Short task:
Reproduce only the items that begin at the line containing "the green leaf in the photo above." and end after the line containing "x=326, y=382", with "pink blossom" changed to "pink flower" everywhere and nothing else altered.

Extracted records:
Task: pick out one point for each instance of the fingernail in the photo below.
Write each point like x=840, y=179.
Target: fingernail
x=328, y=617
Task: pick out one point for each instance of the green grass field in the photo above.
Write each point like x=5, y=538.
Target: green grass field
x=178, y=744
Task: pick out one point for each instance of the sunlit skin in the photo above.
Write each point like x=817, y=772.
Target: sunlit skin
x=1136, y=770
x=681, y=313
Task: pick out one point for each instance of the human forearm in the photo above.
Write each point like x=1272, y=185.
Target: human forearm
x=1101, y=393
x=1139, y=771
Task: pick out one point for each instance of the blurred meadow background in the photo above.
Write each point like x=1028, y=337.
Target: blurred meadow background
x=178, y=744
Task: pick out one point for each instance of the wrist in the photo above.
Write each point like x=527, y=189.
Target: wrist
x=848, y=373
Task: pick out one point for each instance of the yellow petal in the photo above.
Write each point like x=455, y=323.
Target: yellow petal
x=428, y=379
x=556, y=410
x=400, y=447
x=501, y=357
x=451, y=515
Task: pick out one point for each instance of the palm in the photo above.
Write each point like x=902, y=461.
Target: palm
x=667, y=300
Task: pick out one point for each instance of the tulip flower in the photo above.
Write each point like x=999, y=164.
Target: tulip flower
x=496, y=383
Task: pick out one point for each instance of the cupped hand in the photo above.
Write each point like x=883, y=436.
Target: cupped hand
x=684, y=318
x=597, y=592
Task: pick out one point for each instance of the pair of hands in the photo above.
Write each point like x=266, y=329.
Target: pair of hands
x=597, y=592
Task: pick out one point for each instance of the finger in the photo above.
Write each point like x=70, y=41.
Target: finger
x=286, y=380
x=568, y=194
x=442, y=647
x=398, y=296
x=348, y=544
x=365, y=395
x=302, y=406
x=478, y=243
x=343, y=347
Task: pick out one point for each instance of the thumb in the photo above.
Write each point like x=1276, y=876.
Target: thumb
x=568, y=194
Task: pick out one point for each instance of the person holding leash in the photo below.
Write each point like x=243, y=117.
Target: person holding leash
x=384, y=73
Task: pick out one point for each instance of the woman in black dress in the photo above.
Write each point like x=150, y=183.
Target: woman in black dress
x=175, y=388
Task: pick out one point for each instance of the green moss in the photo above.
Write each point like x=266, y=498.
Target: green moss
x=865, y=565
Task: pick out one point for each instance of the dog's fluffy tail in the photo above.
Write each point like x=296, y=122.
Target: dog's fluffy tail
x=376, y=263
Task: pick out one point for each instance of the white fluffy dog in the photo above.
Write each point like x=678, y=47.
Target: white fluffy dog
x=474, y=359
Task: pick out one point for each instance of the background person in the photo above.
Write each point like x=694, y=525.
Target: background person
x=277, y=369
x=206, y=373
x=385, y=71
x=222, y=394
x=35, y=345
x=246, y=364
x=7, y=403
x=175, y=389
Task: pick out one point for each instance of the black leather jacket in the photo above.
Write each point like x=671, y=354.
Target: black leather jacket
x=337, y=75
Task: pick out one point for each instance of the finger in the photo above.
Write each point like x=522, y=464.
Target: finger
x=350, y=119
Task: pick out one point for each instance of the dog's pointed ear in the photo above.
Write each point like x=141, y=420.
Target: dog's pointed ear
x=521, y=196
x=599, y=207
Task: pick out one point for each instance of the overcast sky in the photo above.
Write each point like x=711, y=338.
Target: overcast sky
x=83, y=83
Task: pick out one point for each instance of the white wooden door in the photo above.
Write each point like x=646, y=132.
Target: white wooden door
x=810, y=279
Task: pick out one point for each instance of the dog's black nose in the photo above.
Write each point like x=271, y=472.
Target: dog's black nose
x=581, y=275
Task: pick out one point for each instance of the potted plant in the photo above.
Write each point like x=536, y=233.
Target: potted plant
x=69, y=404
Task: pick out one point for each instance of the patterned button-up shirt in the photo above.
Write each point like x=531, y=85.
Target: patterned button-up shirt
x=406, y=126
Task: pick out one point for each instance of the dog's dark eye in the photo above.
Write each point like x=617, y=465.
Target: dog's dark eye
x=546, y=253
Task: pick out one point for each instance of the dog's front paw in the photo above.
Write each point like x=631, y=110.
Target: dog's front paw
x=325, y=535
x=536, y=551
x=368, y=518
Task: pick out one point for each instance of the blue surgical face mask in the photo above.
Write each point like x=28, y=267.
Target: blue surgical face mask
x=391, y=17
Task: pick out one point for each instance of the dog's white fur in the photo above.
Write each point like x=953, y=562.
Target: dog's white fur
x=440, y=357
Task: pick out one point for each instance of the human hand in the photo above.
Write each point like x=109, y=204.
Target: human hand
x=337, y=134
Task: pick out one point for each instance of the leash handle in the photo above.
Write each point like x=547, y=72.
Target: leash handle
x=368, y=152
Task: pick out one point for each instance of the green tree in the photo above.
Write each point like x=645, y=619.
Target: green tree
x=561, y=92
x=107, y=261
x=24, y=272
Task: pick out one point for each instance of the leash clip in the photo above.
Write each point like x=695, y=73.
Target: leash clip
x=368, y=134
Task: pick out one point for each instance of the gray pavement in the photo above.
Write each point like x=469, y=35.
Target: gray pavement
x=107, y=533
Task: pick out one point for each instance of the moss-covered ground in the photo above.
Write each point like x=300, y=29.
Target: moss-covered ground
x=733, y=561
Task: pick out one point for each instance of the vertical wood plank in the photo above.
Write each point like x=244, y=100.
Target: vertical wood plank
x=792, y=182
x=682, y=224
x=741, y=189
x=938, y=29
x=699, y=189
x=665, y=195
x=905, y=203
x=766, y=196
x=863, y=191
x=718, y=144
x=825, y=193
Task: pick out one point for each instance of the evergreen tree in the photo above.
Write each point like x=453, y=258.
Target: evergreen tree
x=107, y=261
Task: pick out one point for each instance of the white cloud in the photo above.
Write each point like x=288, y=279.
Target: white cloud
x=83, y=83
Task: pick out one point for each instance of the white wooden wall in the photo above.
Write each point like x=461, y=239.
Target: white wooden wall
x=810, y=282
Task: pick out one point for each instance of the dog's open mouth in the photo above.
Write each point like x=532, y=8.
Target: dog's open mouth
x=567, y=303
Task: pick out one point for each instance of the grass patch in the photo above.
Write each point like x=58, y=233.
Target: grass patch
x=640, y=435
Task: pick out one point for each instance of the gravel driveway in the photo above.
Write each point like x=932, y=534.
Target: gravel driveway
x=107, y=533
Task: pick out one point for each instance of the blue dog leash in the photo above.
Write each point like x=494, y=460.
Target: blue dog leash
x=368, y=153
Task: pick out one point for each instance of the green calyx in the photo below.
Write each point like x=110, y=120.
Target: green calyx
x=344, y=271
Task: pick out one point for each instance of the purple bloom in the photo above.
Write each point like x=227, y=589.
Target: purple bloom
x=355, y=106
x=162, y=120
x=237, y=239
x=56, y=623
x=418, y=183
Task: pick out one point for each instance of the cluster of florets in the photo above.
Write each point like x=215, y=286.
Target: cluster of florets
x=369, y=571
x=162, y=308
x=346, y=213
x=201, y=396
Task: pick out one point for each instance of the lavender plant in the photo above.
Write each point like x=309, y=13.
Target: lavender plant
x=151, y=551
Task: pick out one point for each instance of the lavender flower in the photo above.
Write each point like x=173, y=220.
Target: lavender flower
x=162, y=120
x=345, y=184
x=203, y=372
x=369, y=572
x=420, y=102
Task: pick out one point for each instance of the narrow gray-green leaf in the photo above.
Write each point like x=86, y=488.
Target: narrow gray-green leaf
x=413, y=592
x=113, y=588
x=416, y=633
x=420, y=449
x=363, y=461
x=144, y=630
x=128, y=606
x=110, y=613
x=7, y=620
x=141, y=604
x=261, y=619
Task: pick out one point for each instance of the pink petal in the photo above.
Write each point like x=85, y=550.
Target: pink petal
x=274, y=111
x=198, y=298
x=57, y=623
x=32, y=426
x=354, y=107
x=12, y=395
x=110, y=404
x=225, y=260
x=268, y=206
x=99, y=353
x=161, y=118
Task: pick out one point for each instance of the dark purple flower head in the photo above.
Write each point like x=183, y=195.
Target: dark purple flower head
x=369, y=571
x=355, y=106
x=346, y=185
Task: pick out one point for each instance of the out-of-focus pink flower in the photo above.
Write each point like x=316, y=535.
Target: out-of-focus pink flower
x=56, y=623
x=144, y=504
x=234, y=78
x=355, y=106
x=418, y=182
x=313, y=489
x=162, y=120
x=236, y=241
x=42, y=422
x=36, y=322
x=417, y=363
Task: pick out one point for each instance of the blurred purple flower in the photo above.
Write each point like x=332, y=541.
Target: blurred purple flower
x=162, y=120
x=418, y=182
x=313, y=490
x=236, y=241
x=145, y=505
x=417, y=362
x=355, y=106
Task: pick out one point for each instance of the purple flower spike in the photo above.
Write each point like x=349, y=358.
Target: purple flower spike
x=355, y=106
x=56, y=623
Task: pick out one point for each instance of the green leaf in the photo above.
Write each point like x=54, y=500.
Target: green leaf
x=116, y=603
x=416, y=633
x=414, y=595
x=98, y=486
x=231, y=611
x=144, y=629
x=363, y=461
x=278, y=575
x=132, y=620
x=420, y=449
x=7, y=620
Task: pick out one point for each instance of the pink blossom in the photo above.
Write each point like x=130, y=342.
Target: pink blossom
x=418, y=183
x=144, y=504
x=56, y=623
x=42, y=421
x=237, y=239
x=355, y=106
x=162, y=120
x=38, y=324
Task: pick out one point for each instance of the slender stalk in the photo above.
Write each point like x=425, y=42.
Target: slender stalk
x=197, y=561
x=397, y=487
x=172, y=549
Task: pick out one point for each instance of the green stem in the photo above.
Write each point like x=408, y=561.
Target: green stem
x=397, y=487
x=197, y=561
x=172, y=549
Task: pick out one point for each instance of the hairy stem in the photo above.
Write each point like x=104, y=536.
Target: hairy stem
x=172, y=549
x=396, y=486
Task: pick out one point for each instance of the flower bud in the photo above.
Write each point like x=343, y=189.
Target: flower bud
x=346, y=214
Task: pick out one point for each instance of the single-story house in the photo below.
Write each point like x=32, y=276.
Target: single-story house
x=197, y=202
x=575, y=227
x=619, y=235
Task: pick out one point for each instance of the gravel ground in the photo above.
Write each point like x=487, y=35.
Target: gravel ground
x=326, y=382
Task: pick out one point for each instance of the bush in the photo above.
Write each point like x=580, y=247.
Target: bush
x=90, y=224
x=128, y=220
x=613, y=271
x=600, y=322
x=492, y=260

The answer:
Task: pick out one point for each instance of the green leaf in the photo above.
Write each point like x=54, y=500.
Target: green leaf
x=116, y=603
x=416, y=633
x=414, y=595
x=98, y=486
x=231, y=611
x=144, y=629
x=363, y=461
x=278, y=575
x=132, y=620
x=420, y=449
x=7, y=620
Task: pick out one point for each instance of the pink flower in the photo above.
Write each point like x=130, y=342.
Target: pink flower
x=418, y=183
x=144, y=504
x=56, y=623
x=42, y=421
x=237, y=239
x=355, y=106
x=162, y=120
x=38, y=324
Task: pick out one point for each instance of the slender stalk in the photo above.
Write each point like x=425, y=42.
Target: slender stalk
x=197, y=561
x=397, y=487
x=172, y=549
Task: pick out one point for each instance of the green stem in the photo above.
Write each point like x=408, y=561.
Target: green stem
x=397, y=487
x=197, y=561
x=172, y=549
Task: pick out one point for each instance of the hairy stem in the photo above.
Write each point like x=104, y=536.
Target: hairy stem
x=172, y=549
x=396, y=486
Task: pick out one point for each instance of the flower bud in the photo above.
Write each point like x=343, y=189.
Target: flower bud
x=346, y=214
Task: pick out one point for each instance of the single-story house in the photo below.
Write each point like x=32, y=276.
Target: single-story house
x=197, y=202
x=575, y=227
x=619, y=235
Task: pick out one point for each instance of the gravel ground in the photo above.
Write each point like x=487, y=35.
Target: gravel ground
x=326, y=382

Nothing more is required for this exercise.